RECORDS FOR THIS TASK:
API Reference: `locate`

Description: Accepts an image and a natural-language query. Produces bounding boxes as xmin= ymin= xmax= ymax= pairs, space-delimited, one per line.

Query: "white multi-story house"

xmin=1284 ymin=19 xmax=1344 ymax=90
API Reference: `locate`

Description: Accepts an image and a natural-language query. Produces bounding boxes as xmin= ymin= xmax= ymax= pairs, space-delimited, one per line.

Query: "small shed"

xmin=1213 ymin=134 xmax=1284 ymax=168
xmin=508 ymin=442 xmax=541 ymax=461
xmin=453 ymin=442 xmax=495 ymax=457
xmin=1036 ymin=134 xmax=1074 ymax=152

WRITTEN INSTRUCTION: Turn the part of the entries that runs from their first line through the line containing "xmin=1284 ymin=19 xmax=1344 ymax=90" into a numbered list, leaving out any blank lines.

RESPONSE:
1. API Reference: `locate`
2. Description: Accepts an image and a natural-language query. Produces bounding boxes as xmin= ymin= xmax= ymax= pairs, space-delimited, one per line.
3. Query: "white multi-story house"
4. xmin=1284 ymin=19 xmax=1344 ymax=90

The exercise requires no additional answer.